▶ _SOURCE TEXT_:

+---+

Solving market failure while saving children’s lives – the case of malaria

22 May 2019

David Reddy, CEO, MMV and Harald Nusser, Head of Novartis Social Business

In the 1990s, treating children with malaria in Africa was a grueling experience. The parasite had become resistant to the most common antimalarial treatments, and death rates were climbing – fast. There was a pressing need for new antimalarials, but there was no incentive for the pharmaceutical industry to develop them. The market in the developed world for such treatments was too small.

This was a classic example of what economists would call market failure. During this period, Novartis pushed forward the science, building on the work of the Nobel Prize-winning Chinese scientist Tu Youyou, who discovered that the Artemisia annua plant could treat malaria. This led to the development of a new and highly effective treatment for malaria, called artemisinin combination therapy (ACT). And Novartis was funding the research out of corporate philanthropy.

+---+

▶ _PROVIDED RECORDS_:
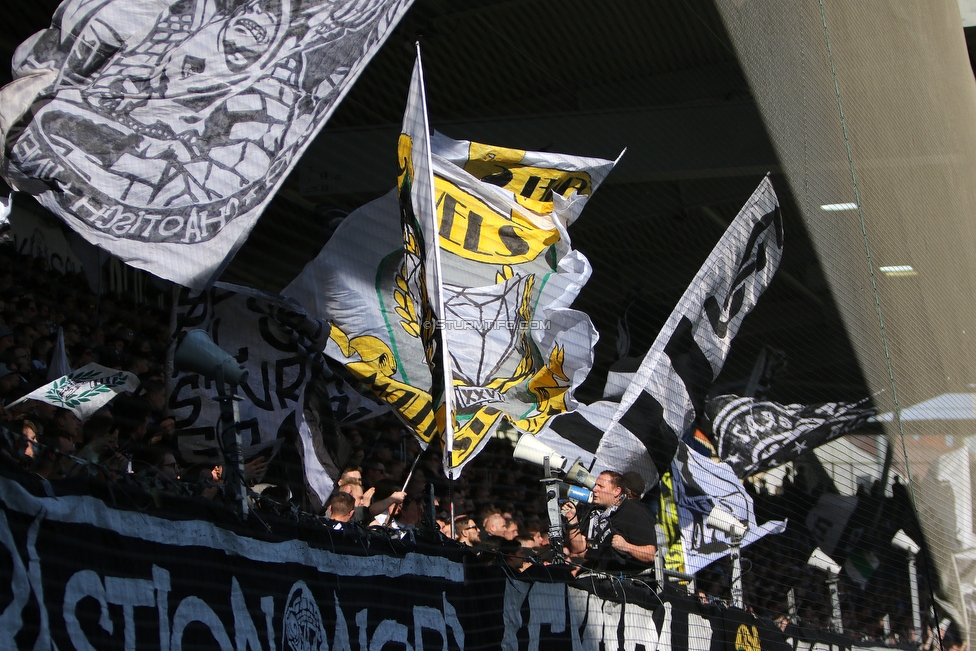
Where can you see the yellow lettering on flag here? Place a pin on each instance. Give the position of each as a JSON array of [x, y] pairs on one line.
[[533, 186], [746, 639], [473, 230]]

+---+

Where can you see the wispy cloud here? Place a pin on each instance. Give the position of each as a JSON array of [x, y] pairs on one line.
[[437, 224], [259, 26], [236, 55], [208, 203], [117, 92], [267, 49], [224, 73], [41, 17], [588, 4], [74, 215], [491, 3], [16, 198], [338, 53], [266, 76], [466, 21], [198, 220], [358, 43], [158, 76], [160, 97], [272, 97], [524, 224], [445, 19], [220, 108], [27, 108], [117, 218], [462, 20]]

+---+

▶ _PROBLEMS TO SOLVE_:
1. What did Tu Youyou discover, according to the malaria article?
2. Extend the malaria article beyond its final sentence.
The lines above are separate material, unrelated to the malaria article.

▶ _ANSWERS TO THE PROBLEMS_:
1. That the Artemisia annua plant could treat malaria.

2.
ACTs were a great success, but there was a big problem. The medicine developed by Novartis was designed for adults, not for children – the group most at risk. Over 70 per cent of deaths from malaria are in children under five years old.

By this time, however, steps had been taken by the international community to try and address the lack of incentives to develop new malaria medicines. In 1999, the Medicines for Malaria Venture (MMV) was established with backing from major donors and the Bill & Melinda Gates Foundation, tasked with the development of desperately-needed new malaria medicines. In 2003, MMV signed an agreement with Novartis to develop an ACT specifically for children. At that time, a child was dying every 30 seconds from malaria.

This was a challenging problem. The ACT pills tasted very bitter – children would spit them out. Syrups or liquids, often used for child medicines in high-income countries, were bulky and difficult to transport. After looking at many different options, the solution was a sweet-tasting tablet that disperses in a small amount of water – something that could easily be given to a fevered young child.  

But developing the medicine was only the start. MMV and Novartis had agreed this new child-friendly medicine had to be affordable and acceptable to malaria-endemic countries.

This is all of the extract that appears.